[Data excerpts]

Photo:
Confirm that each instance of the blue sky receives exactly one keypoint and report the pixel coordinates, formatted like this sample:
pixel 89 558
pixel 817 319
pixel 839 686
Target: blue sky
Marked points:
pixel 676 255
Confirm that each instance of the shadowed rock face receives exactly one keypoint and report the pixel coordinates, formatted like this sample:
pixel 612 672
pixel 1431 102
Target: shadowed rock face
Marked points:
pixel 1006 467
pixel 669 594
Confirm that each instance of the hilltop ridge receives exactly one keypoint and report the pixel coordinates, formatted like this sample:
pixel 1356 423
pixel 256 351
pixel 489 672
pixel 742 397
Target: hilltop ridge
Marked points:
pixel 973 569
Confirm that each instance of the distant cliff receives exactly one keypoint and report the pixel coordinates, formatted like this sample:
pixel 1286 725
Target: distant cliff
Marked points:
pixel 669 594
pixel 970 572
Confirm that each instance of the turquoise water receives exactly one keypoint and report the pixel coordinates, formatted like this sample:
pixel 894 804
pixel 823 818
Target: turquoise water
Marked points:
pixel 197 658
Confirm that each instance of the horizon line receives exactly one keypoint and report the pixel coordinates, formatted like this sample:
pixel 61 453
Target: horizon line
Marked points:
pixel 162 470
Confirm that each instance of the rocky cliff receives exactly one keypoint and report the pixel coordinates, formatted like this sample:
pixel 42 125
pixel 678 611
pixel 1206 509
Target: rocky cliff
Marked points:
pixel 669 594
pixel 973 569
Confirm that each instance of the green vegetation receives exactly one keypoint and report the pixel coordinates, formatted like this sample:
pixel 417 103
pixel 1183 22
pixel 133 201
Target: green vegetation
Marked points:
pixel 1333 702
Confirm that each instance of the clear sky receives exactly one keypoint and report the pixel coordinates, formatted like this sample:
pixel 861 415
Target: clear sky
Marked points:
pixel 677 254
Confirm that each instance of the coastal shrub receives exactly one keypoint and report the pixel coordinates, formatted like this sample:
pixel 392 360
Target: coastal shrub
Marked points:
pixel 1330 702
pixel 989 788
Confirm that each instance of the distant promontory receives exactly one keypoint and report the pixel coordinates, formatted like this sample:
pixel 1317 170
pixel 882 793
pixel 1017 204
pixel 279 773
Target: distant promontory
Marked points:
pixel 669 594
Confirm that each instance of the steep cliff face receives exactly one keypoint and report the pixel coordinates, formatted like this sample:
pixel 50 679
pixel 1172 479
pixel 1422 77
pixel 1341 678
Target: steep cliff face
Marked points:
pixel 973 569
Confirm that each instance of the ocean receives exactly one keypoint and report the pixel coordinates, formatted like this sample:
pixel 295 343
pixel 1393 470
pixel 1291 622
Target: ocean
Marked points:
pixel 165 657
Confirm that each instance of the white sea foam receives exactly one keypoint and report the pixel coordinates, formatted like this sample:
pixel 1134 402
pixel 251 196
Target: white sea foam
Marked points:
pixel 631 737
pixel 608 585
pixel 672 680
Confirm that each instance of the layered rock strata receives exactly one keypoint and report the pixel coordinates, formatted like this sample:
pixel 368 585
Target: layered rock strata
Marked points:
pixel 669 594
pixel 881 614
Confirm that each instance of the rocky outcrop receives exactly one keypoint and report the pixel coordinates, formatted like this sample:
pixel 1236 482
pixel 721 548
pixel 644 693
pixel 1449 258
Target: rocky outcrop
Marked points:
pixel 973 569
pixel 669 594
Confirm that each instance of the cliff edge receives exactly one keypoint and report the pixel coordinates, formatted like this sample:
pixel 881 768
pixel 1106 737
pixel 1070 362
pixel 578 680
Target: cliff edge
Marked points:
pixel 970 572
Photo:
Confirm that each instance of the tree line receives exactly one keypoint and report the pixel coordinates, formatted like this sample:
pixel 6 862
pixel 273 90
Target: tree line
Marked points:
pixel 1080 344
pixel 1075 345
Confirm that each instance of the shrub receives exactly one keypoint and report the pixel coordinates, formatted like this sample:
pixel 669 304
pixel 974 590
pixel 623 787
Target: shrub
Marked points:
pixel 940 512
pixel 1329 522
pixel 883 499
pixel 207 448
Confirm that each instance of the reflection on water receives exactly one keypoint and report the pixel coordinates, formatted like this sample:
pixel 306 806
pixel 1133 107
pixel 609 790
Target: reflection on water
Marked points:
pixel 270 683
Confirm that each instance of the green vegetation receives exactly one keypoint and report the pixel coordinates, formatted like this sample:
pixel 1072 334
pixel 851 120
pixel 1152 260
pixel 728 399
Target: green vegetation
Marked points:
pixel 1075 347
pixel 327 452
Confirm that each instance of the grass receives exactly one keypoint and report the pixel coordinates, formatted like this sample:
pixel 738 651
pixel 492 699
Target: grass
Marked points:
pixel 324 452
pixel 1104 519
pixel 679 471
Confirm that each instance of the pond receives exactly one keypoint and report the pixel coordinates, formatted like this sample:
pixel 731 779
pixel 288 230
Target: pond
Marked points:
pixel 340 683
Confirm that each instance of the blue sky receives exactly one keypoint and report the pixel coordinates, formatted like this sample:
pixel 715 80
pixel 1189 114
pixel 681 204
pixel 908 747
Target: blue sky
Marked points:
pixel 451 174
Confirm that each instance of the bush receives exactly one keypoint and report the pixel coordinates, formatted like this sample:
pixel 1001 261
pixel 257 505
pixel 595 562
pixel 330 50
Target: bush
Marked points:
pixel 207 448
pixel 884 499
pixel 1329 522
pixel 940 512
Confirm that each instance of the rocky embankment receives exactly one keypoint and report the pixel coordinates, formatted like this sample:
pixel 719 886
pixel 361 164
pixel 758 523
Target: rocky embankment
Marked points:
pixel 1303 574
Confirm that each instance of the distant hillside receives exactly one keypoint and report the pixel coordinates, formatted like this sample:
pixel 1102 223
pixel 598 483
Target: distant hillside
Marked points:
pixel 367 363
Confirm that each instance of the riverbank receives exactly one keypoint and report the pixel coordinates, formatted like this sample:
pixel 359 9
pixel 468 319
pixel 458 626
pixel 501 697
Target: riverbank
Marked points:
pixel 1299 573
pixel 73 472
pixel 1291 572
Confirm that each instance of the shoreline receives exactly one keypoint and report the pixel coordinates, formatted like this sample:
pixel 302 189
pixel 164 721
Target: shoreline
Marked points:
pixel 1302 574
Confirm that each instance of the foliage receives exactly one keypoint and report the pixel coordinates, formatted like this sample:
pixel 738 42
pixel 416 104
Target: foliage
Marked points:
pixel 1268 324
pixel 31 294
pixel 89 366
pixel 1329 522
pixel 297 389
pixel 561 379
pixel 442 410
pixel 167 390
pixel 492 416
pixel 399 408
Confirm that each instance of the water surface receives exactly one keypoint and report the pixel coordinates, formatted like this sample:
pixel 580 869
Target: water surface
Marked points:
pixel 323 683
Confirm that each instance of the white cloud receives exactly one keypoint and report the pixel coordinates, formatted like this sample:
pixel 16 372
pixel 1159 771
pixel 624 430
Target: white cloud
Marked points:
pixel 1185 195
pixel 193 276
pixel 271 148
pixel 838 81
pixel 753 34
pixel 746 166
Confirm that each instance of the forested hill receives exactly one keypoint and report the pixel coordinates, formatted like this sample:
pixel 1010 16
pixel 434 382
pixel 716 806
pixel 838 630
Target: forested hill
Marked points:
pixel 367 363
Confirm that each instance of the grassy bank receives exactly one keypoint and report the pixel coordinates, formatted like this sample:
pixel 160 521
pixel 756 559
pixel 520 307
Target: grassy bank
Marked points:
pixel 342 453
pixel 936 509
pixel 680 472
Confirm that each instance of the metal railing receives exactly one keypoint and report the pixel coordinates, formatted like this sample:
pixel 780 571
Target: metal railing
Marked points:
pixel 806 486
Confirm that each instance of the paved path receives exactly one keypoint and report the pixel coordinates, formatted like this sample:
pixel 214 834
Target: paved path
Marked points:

# [THE PROBLEM]
A complete, exact transcription of the data above is the required answer.

# [OUTPUT FOR THIS TASK]
Photo:
Confirm that each instance of the blue sky receives exactly one keypoint and report the pixel coordinates, formatted like this sample:
pixel 89 558
pixel 817 319
pixel 839 686
Target: blue sky
Marked points:
pixel 676 255
Confirm that each instance of the shadowed rock face receives exactly one keypoint and report the pixel coordinates, formatted like this sample:
pixel 612 672
pixel 1431 102
Target: shadowed rock face
Marked points:
pixel 1006 467
pixel 669 594
Confirm that each instance of the hilltop ridge receives exactly one keypoint and report the pixel coordinates, formatted like this sample:
pixel 1356 423
pixel 256 351
pixel 489 672
pixel 742 397
Target: hilltop ridge
Marked points:
pixel 973 569
Confirm that each instance of the distant cliff receives exactly one keypoint and report the pixel coordinates, formatted like this sample:
pixel 1286 725
Target: distant cliff
Marked points:
pixel 669 594
pixel 970 572
Confirm that each instance of the turquoise water receives exactly one keypoint and report the pixel coordinates, formatted like this sample:
pixel 894 804
pixel 823 818
Target: turquoise water
Marked points:
pixel 197 658
Confirm that each instance of the horizon line receives exactly one keypoint and report the pixel coordinates, formatted like this sample:
pixel 61 453
Target: horizon line
Marked points:
pixel 162 470
Confirm that each instance of the rocky cliff receives exactly one keypoint and report the pixel coordinates, formatted like this sample:
pixel 42 125
pixel 678 611
pixel 1206 509
Target: rocky cliff
Marked points:
pixel 669 594
pixel 973 569
Confirm that each instance of the green vegetation receives exactly one keypoint and report the pixel coordinates, formatted like this sample:
pixel 417 103
pixel 1183 22
pixel 133 201
Target: green vegetation
Marked points:
pixel 1333 702
Confirm that each instance of the clear sky receives exactly one keypoint and report the pixel coordinates, formatted like this sample:
pixel 861 415
Target: clear sky
Marked points:
pixel 677 254
Confirm that each instance of the coastal shrub receives exactly one keypoint and report the pixel coordinates, formatted like this sample:
pixel 392 360
Target: coastal shrub
Marked points:
pixel 1330 702
pixel 989 788
Confirm that each instance of the distant promontory receives exactly one keypoint and report the pixel coordinates, formatted like this sample:
pixel 1317 170
pixel 882 793
pixel 1017 204
pixel 279 773
Target: distant promontory
Marked points:
pixel 669 594
Confirm that each instance of the steep cliff face receives exactly one keypoint and report the pixel coordinates, formatted like this sample:
pixel 50 679
pixel 1172 479
pixel 1422 77
pixel 1341 678
Target: steep cliff face
Marked points:
pixel 973 569
Confirm that each instance of the ocean receives exactly one keypoint and report the pixel coordinates, formatted like this sample:
pixel 295 343
pixel 1393 470
pixel 1291 622
Target: ocean
Marked points:
pixel 165 657
Confirm that each instance of the white sea foam receives exactly one keypoint and report the pixel coordinates, formatted like this sample:
pixel 1134 402
pixel 251 196
Target: white sea foam
Marked points:
pixel 631 737
pixel 608 585
pixel 672 680
Confirm that each instance of the layered rock strata receives exactly one keypoint and report the pixel coordinates, formatted like this sample:
pixel 368 585
Target: layered rock strata
Marked points:
pixel 669 594
pixel 881 614
Confirm that each instance of the rocky outcrop receives exactly one keypoint and report the pixel coordinates, formatted like this sample:
pixel 1236 482
pixel 721 548
pixel 644 693
pixel 1449 258
Target: rocky outcrop
Marked points:
pixel 973 569
pixel 669 594
Confirm that each instance of the cliff edge receives exactly one keypoint and report the pixel coordinates, formatted like this sample:
pixel 881 768
pixel 1106 737
pixel 1070 362
pixel 578 680
Target: cliff edge
Marked points:
pixel 970 572
Photo:
Confirm that each instance of the tree line receives exactly one keypoint and report the pixel coordinates, formatted like this sample:
pixel 6 862
pixel 273 90
Target: tree line
Marked points:
pixel 1080 344
pixel 1075 345
Confirm that each instance of the shrub receives exactly one keypoint and report the pixel coordinates, formatted like this sample:
pixel 669 304
pixel 974 590
pixel 623 787
Target: shrub
Marked points:
pixel 940 512
pixel 1329 522
pixel 883 499
pixel 207 448
Confirm that each instance of the reflection on water receives exactly one keypoint and report the pixel coordinates, formatted like this sample:
pixel 306 806
pixel 1133 107
pixel 609 790
Target: reflection on water
Marked points:
pixel 270 683
Confirm that each instance of the green vegetation receives exactly one keypoint and report the pixel coordinates, formatted like this sample:
pixel 1072 334
pixel 851 120
pixel 1152 260
pixel 728 399
Target: green vegetation
Marked points:
pixel 1075 347
pixel 327 452
Confirm that each instance of the grass receives exactly one keypoint and report the pixel coordinates, formatted like this sample:
pixel 738 651
pixel 492 699
Target: grass
Marked points:
pixel 324 452
pixel 1104 519
pixel 679 471
Confirm that each instance of the pond receives exactly one keypoint and report the pixel coordinates, formatted like this sample:
pixel 731 779
pixel 288 230
Target: pond
Marked points:
pixel 340 683
Confirm that each instance of the blue sky receives exactly one keypoint and report the pixel coordinates, formatted like this sample:
pixel 715 80
pixel 1189 114
pixel 681 204
pixel 908 747
Target: blue sky
Marked points:
pixel 451 174
Confirm that each instance of the bush receives exactly one keypoint and report the pixel coordinates, formatted like this sample:
pixel 1001 261
pixel 257 505
pixel 595 562
pixel 330 50
Target: bush
Marked points:
pixel 207 448
pixel 884 499
pixel 1329 522
pixel 940 512
Confirm that each instance of the rocky embankment receives exactly one keypoint and report the pixel coordinates, formatted like this sample:
pixel 719 886
pixel 361 164
pixel 758 523
Target: rocky embankment
Marked points:
pixel 1303 574
Confirm that each instance of the distant hillside receives exactly one keypoint and report the pixel coordinates, formatted like this sample:
pixel 1102 223
pixel 598 483
Target: distant hillside
Marked points:
pixel 367 363
Confirm that each instance of the riverbank receives exactly one keypoint and report the pixel coordinates, formatted like this sample:
pixel 359 9
pixel 468 319
pixel 458 626
pixel 501 697
Target: riverbank
Marked points:
pixel 1299 573
pixel 73 472
pixel 1291 572
Confirm that each instance of the shoreline receives exactly one keypoint and report the pixel coordinates, formatted like this sample:
pixel 302 189
pixel 164 721
Target: shoreline
Marked points:
pixel 1302 574
Confirm that each instance of the foliage receives exactly one keypoint and report the pixel coordinates, formatted like this sample:
pixel 738 42
pixel 416 104
Target: foliage
Marked points:
pixel 1268 324
pixel 31 294
pixel 89 366
pixel 1329 522
pixel 297 389
pixel 561 379
pixel 442 410
pixel 167 390
pixel 492 416
pixel 399 408
Confirm that each instance of the water surface receives exactly one keypoint and report the pixel coordinates, formatted like this sample:
pixel 580 869
Target: water surface
Marked points:
pixel 323 683
Confirm that each instance of the white cloud receives exactly one keypoint and report the pixel coordinates, formatted like this sample:
pixel 16 372
pixel 1159 771
pixel 624 430
Target: white cloud
Marked points:
pixel 1185 195
pixel 193 276
pixel 271 148
pixel 838 81
pixel 753 34
pixel 746 166
Confirm that each instance of the forested hill receives exactly one keypoint and report the pixel coordinates, formatted like this sample:
pixel 1010 16
pixel 434 382
pixel 716 806
pixel 838 630
Target: forested hill
Marked points:
pixel 367 363
Confirm that each instance of the grassy bank receives exactly one keypoint and report the pixel coordinates, formatted like this sample:
pixel 160 521
pixel 756 559
pixel 520 307
Target: grassy bank
Marked points:
pixel 342 453
pixel 936 509
pixel 680 472
Confirm that each instance of the metal railing receives exactly one keypoint and report the pixel coordinates, formatted like this sample:
pixel 780 571
Target: metal railing
Marked points:
pixel 806 486
Confirm that each instance of the paved path receives exactly one keypoint and report the pixel coordinates, formatted like this sample:
pixel 214 834
Target: paved path
Marked points:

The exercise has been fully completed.